====== Task input ======

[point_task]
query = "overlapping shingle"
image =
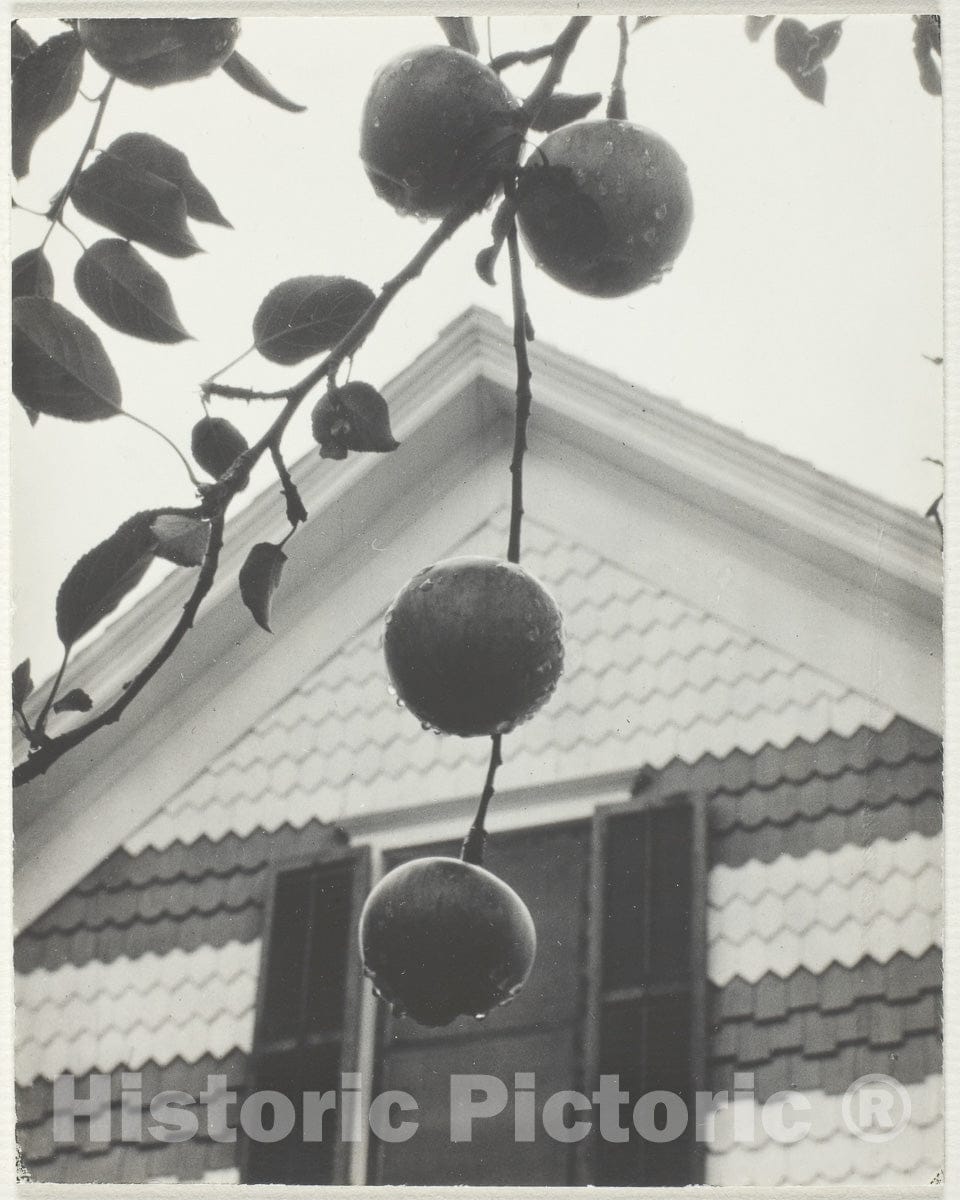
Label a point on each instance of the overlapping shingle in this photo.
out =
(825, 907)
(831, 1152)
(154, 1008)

======

§ **Exercise requirements**:
Look over the records above and filter for each line with the word "overlapping".

§ **Task answer**:
query = "overlapping shingle"
Label a point on each instance of the overlapping shingle in this photo.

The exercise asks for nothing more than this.